• _PROBLEM DETAILS_:
Answer from the Alice Burville biography below:
1. In what year was her father, Wood Burville, born?
2. Whose troupe did she travel with when she visited America in 1877?
3. Who composed Merry Mignon?

--- start SELECTED EXTRACT ---

Alice was born in Stepney, the pre-marital child of Wood Burville (b Ash, Kent 1831; d London 9 February 1899) and Julia Mitchell ... I've written her up briefly in my Encyclopaedia of the Musical Theatre, so I can simply reproduce my article here, adding the odd expansion of detail:

 'The daughter of a London photographer, pretty young Alice Burville took to the stage at a very early age and went on to become a favourite ‘principal girl’ soprano of the 1870s and early 1880s British and American stage. She began her West End career in the tiny rôle of a Maid of Honour in La Branche cassée (1874), and continued through roles in Ten of 'em (Zehn Mädchen un kein Mann) and the 1874 pantomime (Kohinoor in Aladdin) at the Theatre Royal, Drury Lane, and burlesque (Meenie in Young Rip van Winkle 1876 opposite Nellie Farren), to take the leading ingénue rôles in London presentations of Dagobert (1875, Princess Fleur d'amour 'really sweet voice'), Fleur de thé (1875, Fleur de thé), The Duke's Daughter (La Timbale d'argent, 1876, Malvina), La Chanson de Fortunio (1876, Laurette) and Le Petit Duc (1878, la petite Duchesse, opposite Alice May). She also took over as Rosalinde in London's first Die Fledermaus (1877) and as Josephine in the original production of HMS Pinafore and played the title-rôle in a major revival of Geneviève de Brabant. 
 In 1877 she visted America as a member of Lydia Thompson's troupe playing Polly Hopkins in Robinson Crusoe, Suzel in Oxygen, Joconde in Piff-Paff, Fatima in Bluebeard etc ('one of the most agreeable voices ever heard here in burlesque'), and she subsequently went round the United States with Nat Goodwin’s Froliques (Minnie Clover/Constance in Hobbies, 1880), being adjudged by the local press ‘an excellent specimen of an English burlesque actress, fair and buxom and a capital songstress’. She also appeared on Broadway as Arabella in Billee Taylor (1881) and Lady Angela in Patience (1881-2). She returned home, amongst scandalous rumours of a paid-off marriage to Howell Osborne, the actress-chasing son of a hugely wealthy stockbroker, C J Osborne, where she appeared as Fiametta in the British production of Boccaccio (1882), but this was her last major London rôle, her work thereafter being largely in the provinces where she appeared in the title-rôle of Merry Mignon, composed by her newly acquired (1883) husband, John Crook, and took the lead in the provincial musical The Bachelors (1885). She was last stage-sighted playing in pantomime at the suburban Standard Theatre in 1887 and at Leicester at Christmas 1893 when she played Drogan in Geneviève de Brabant alongside a couple of other veterans of that famous show’s earlier productions.

--- end SELECTED EXTRACT ---
--- start DATA EXCERPT ---

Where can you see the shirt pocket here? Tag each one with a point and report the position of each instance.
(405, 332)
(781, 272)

--- end DATA EXCERPT ---

• _ANSWER IN FULL_:
1. 1831
2. Lydia Thompson's
3. John Crook, her husband